══ Supplied records

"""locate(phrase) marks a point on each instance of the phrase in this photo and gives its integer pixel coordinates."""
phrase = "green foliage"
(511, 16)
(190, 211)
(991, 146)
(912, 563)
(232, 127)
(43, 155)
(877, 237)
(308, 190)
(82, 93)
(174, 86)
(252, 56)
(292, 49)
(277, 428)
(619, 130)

════

#### [What the exercise asks]
Rewrite every line of the records, request lines included, and offset each pixel coordinate in the answers by adding 88.

#### [Answer to this problem]
"""locate(phrase) marks a point on each instance of the phrase in this photo and gives its integer pixel coordinates."""
phrase = "green foliage"
(599, 104)
(278, 299)
(1079, 234)
(1000, 651)
(320, 215)
(131, 243)
(965, 325)
(396, 278)
(170, 181)
(262, 174)
(340, 144)
(380, 137)
(365, 516)
(707, 218)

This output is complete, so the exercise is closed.